Data listing:
= = = = = = =
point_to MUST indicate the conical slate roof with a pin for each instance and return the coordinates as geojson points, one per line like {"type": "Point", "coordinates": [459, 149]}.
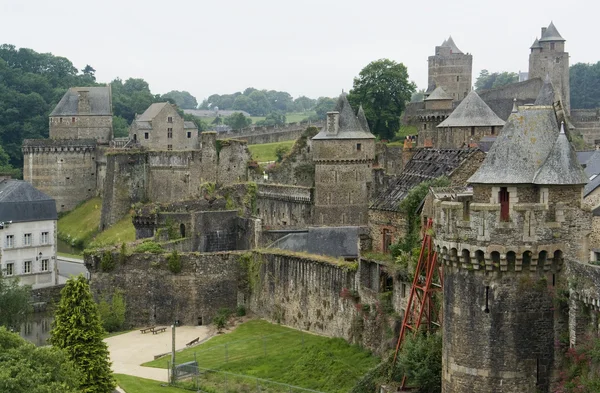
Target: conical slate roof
{"type": "Point", "coordinates": [551, 34]}
{"type": "Point", "coordinates": [536, 44]}
{"type": "Point", "coordinates": [546, 94]}
{"type": "Point", "coordinates": [349, 127]}
{"type": "Point", "coordinates": [472, 112]}
{"type": "Point", "coordinates": [521, 148]}
{"type": "Point", "coordinates": [438, 94]}
{"type": "Point", "coordinates": [362, 119]}
{"type": "Point", "coordinates": [561, 166]}
{"type": "Point", "coordinates": [450, 44]}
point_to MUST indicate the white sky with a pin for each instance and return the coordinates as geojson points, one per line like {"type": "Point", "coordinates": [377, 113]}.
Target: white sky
{"type": "Point", "coordinates": [308, 47]}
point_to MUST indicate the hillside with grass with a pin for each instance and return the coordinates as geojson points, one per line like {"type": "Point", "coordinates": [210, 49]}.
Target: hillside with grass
{"type": "Point", "coordinates": [79, 227]}
{"type": "Point", "coordinates": [264, 350]}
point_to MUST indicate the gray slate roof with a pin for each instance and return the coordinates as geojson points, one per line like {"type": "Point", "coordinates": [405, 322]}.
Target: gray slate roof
{"type": "Point", "coordinates": [472, 112]}
{"type": "Point", "coordinates": [21, 202]}
{"type": "Point", "coordinates": [523, 148]}
{"type": "Point", "coordinates": [153, 110]}
{"type": "Point", "coordinates": [99, 97]}
{"type": "Point", "coordinates": [438, 94]}
{"type": "Point", "coordinates": [561, 166]}
{"type": "Point", "coordinates": [546, 95]}
{"type": "Point", "coordinates": [449, 43]}
{"type": "Point", "coordinates": [551, 34]}
{"type": "Point", "coordinates": [426, 164]}
{"type": "Point", "coordinates": [350, 127]}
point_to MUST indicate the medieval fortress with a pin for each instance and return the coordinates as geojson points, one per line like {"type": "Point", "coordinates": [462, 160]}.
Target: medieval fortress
{"type": "Point", "coordinates": [513, 231]}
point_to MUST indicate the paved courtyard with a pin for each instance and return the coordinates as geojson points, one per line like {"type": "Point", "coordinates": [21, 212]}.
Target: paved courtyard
{"type": "Point", "coordinates": [128, 351]}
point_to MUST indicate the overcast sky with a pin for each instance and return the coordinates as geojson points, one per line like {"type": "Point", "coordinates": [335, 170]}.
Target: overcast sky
{"type": "Point", "coordinates": [313, 48]}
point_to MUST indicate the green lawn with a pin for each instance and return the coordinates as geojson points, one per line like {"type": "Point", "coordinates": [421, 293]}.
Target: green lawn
{"type": "Point", "coordinates": [141, 385]}
{"type": "Point", "coordinates": [81, 224]}
{"type": "Point", "coordinates": [266, 151]}
{"type": "Point", "coordinates": [269, 351]}
{"type": "Point", "coordinates": [122, 232]}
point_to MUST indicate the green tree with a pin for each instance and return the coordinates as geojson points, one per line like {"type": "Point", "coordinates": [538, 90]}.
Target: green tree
{"type": "Point", "coordinates": [24, 368]}
{"type": "Point", "coordinates": [383, 89]}
{"type": "Point", "coordinates": [77, 330]}
{"type": "Point", "coordinates": [237, 121]}
{"type": "Point", "coordinates": [14, 302]}
{"type": "Point", "coordinates": [485, 80]}
{"type": "Point", "coordinates": [585, 85]}
{"type": "Point", "coordinates": [420, 359]}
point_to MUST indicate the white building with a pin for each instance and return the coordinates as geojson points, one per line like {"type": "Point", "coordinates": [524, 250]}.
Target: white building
{"type": "Point", "coordinates": [28, 234]}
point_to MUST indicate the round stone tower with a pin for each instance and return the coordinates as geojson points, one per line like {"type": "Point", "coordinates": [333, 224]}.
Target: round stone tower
{"type": "Point", "coordinates": [503, 244]}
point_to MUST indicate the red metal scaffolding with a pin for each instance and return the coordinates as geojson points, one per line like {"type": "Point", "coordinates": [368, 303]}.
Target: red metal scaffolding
{"type": "Point", "coordinates": [421, 310]}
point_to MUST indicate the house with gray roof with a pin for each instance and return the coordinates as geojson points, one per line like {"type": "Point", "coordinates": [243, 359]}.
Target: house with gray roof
{"type": "Point", "coordinates": [161, 127]}
{"type": "Point", "coordinates": [28, 234]}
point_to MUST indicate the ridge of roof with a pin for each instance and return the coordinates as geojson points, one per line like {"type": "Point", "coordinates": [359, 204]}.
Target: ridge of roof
{"type": "Point", "coordinates": [472, 112]}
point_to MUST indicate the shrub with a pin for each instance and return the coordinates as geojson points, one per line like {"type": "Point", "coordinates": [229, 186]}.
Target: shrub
{"type": "Point", "coordinates": [107, 263]}
{"type": "Point", "coordinates": [174, 262]}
= = = = = = =
What to produce:
Drop every image, please, and write out the data above exactly as shown.

Answer to this exercise:
point_to MUST indicate the conical slate roof with a pin for each instance and return the coordinates as geojson points, one per line like {"type": "Point", "coordinates": [459, 149]}.
Target: conical slate roof
{"type": "Point", "coordinates": [551, 34]}
{"type": "Point", "coordinates": [536, 44]}
{"type": "Point", "coordinates": [546, 94]}
{"type": "Point", "coordinates": [349, 127]}
{"type": "Point", "coordinates": [472, 112]}
{"type": "Point", "coordinates": [521, 148]}
{"type": "Point", "coordinates": [438, 94]}
{"type": "Point", "coordinates": [362, 119]}
{"type": "Point", "coordinates": [561, 166]}
{"type": "Point", "coordinates": [450, 44]}
point_to MUST indicate the white sky with a pin for each instance and return the coordinates as geojson points, one per line like {"type": "Point", "coordinates": [377, 113]}.
Target: white sky
{"type": "Point", "coordinates": [308, 47]}
point_to MUST indicate the hillside with grass with a pin for each instance and return the coordinates as geojson points, one per line like {"type": "Point", "coordinates": [210, 49]}.
Target: hillside with grass
{"type": "Point", "coordinates": [79, 227]}
{"type": "Point", "coordinates": [264, 350]}
point_to MUST indicate the gray slate roof with a pin for each instance and return the coordinates as geojson points, one per line like {"type": "Point", "coordinates": [405, 322]}.
Target: gray slate roof
{"type": "Point", "coordinates": [472, 112]}
{"type": "Point", "coordinates": [21, 202]}
{"type": "Point", "coordinates": [523, 148]}
{"type": "Point", "coordinates": [153, 110]}
{"type": "Point", "coordinates": [99, 97]}
{"type": "Point", "coordinates": [438, 94]}
{"type": "Point", "coordinates": [561, 166]}
{"type": "Point", "coordinates": [546, 95]}
{"type": "Point", "coordinates": [449, 43]}
{"type": "Point", "coordinates": [551, 34]}
{"type": "Point", "coordinates": [426, 164]}
{"type": "Point", "coordinates": [350, 127]}
point_to MUST indicate the medieval fortress with a pin for each instance and return the coordinates as geojson points, one per line like {"type": "Point", "coordinates": [462, 160]}.
Target: medieval fortress
{"type": "Point", "coordinates": [513, 231]}
point_to MUST indicate the paved courtyard with a pin for each instance and return the coordinates as geojson points, one per line like {"type": "Point", "coordinates": [21, 212]}.
Target: paved courtyard
{"type": "Point", "coordinates": [128, 351]}
point_to MUST indicate the overcast sky with a pin for each instance and return the coordinates as geojson points, one per line like {"type": "Point", "coordinates": [335, 170]}.
Target: overcast sky
{"type": "Point", "coordinates": [313, 48]}
point_to MUST indicate the green lawn with a pin for each instance and return the coordinates as geojson points, one per line like {"type": "Point", "coordinates": [421, 293]}.
Target: green lawn
{"type": "Point", "coordinates": [141, 385]}
{"type": "Point", "coordinates": [81, 224]}
{"type": "Point", "coordinates": [266, 151]}
{"type": "Point", "coordinates": [269, 351]}
{"type": "Point", "coordinates": [122, 232]}
point_to MUST indicate the green tree with a pin for each instance and return the coordinates as geojson points, one per line like {"type": "Point", "coordinates": [538, 90]}.
Target: green tree
{"type": "Point", "coordinates": [24, 368]}
{"type": "Point", "coordinates": [383, 89]}
{"type": "Point", "coordinates": [77, 330]}
{"type": "Point", "coordinates": [237, 121]}
{"type": "Point", "coordinates": [14, 302]}
{"type": "Point", "coordinates": [485, 80]}
{"type": "Point", "coordinates": [585, 85]}
{"type": "Point", "coordinates": [420, 359]}
point_to MUST indicate the white building with a pin for each instance and return the coordinates as geojson points, one per line like {"type": "Point", "coordinates": [524, 250]}.
Target: white building
{"type": "Point", "coordinates": [28, 234]}
point_to MUST indicate the round stone tower with a pin for each instance and return the coordinates as geojson points, one per line like {"type": "Point", "coordinates": [333, 224]}.
Target: round stone tower
{"type": "Point", "coordinates": [503, 244]}
point_to MUST indicate the red metal scaffolding with a pin for each instance and return the coordinates as geojson points, one per line like {"type": "Point", "coordinates": [368, 303]}.
Target: red metal scaffolding
{"type": "Point", "coordinates": [421, 310]}
point_to MUST indicate the house with gray roof with a pin for each instance and return the coordinates as geojson points, one per line like {"type": "Point", "coordinates": [243, 359]}.
Target: house with gray roof
{"type": "Point", "coordinates": [161, 127]}
{"type": "Point", "coordinates": [28, 234]}
point_to MUST indicate the ridge of roof with a pin for each instance and return the coordinates as geojson points, one per line like {"type": "Point", "coordinates": [359, 204]}.
Target: ridge of roof
{"type": "Point", "coordinates": [472, 112]}
point_to MUST indicate the shrub with a pin for each instance and return the coordinates as geojson points, one per line like {"type": "Point", "coordinates": [229, 186]}.
Target: shrub
{"type": "Point", "coordinates": [107, 263]}
{"type": "Point", "coordinates": [174, 262]}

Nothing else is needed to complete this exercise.